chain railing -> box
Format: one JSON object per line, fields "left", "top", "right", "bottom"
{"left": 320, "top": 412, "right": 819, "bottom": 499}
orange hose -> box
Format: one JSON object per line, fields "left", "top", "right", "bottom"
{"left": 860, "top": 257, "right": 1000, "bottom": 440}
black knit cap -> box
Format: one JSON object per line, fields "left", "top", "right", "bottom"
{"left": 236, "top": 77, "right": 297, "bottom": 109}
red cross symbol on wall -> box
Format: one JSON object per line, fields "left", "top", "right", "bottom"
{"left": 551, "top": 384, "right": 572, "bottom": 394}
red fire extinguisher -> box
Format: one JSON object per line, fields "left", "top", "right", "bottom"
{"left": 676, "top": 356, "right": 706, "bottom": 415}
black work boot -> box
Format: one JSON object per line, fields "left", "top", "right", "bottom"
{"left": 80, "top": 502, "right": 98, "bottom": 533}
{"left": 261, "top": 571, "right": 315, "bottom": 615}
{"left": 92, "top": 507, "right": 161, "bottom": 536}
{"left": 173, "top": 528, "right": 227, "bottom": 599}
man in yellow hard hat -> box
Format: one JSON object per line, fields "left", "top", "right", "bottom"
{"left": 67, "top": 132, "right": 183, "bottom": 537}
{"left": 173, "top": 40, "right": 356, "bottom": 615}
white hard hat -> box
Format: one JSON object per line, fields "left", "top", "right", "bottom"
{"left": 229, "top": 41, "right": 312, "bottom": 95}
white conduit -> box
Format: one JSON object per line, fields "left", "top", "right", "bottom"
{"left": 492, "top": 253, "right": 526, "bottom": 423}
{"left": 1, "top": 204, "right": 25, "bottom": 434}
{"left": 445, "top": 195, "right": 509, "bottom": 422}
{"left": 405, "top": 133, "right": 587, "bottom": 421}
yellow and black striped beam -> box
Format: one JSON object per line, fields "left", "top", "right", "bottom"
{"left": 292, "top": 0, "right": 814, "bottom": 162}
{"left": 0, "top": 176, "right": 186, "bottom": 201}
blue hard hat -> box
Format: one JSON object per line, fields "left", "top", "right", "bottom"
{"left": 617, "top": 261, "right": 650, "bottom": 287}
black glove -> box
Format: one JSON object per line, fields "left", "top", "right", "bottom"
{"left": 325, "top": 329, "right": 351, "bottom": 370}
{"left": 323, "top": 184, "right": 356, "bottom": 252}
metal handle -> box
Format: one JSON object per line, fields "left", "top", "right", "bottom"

# # #

* [Task description]: Exact reproduction of the entire listing is required.

* [Answer space]:
chain railing -> box
Format: one JSON object per line, fields "left", "top", "right", "bottom"
{"left": 320, "top": 412, "right": 819, "bottom": 499}
orange hose -> box
Format: one JSON object per line, fields "left", "top", "right", "bottom"
{"left": 860, "top": 257, "right": 1000, "bottom": 440}
black knit cap -> box
Format: one JSON object per line, fields "left", "top", "right", "bottom"
{"left": 236, "top": 77, "right": 297, "bottom": 109}
red cross symbol on wall -> box
Format: one JSON object per line, fields "left", "top", "right", "bottom"
{"left": 551, "top": 384, "right": 572, "bottom": 394}
red fire extinguisher -> box
Format: one JSON object per line, fields "left", "top", "right", "bottom"
{"left": 676, "top": 356, "right": 706, "bottom": 415}
black work boot -> box
Format: one JSON object per line, fields "left", "top", "right", "bottom"
{"left": 80, "top": 502, "right": 98, "bottom": 533}
{"left": 261, "top": 571, "right": 315, "bottom": 615}
{"left": 92, "top": 507, "right": 161, "bottom": 536}
{"left": 173, "top": 528, "right": 227, "bottom": 599}
man in yellow hard hat -> box
Format: one JSON object per line, fields "left", "top", "right", "bottom"
{"left": 67, "top": 132, "right": 183, "bottom": 537}
{"left": 173, "top": 40, "right": 356, "bottom": 615}
white hard hat -> box
Format: one JSON object per line, fields "left", "top", "right", "bottom"
{"left": 229, "top": 41, "right": 312, "bottom": 95}
white conduit -> box
Format: one JSON object per line, fields "left", "top", "right", "bottom"
{"left": 492, "top": 253, "right": 526, "bottom": 423}
{"left": 1, "top": 204, "right": 25, "bottom": 434}
{"left": 445, "top": 195, "right": 509, "bottom": 422}
{"left": 405, "top": 133, "right": 587, "bottom": 421}
yellow and black striped beam -> box
Format: one JSON object per line, fields "left", "top", "right", "bottom"
{"left": 292, "top": 0, "right": 814, "bottom": 162}
{"left": 0, "top": 176, "right": 186, "bottom": 201}
blue hard hat -> box
Format: one JSON object per line, fields "left", "top", "right", "bottom"
{"left": 617, "top": 261, "right": 650, "bottom": 287}
black glove -> box
Format: one JSON object per line, fields "left", "top", "right", "bottom"
{"left": 325, "top": 329, "right": 351, "bottom": 370}
{"left": 323, "top": 184, "right": 356, "bottom": 252}
metal handle -> box
Format: one JSON object per line, fields "left", "top", "right", "bottom"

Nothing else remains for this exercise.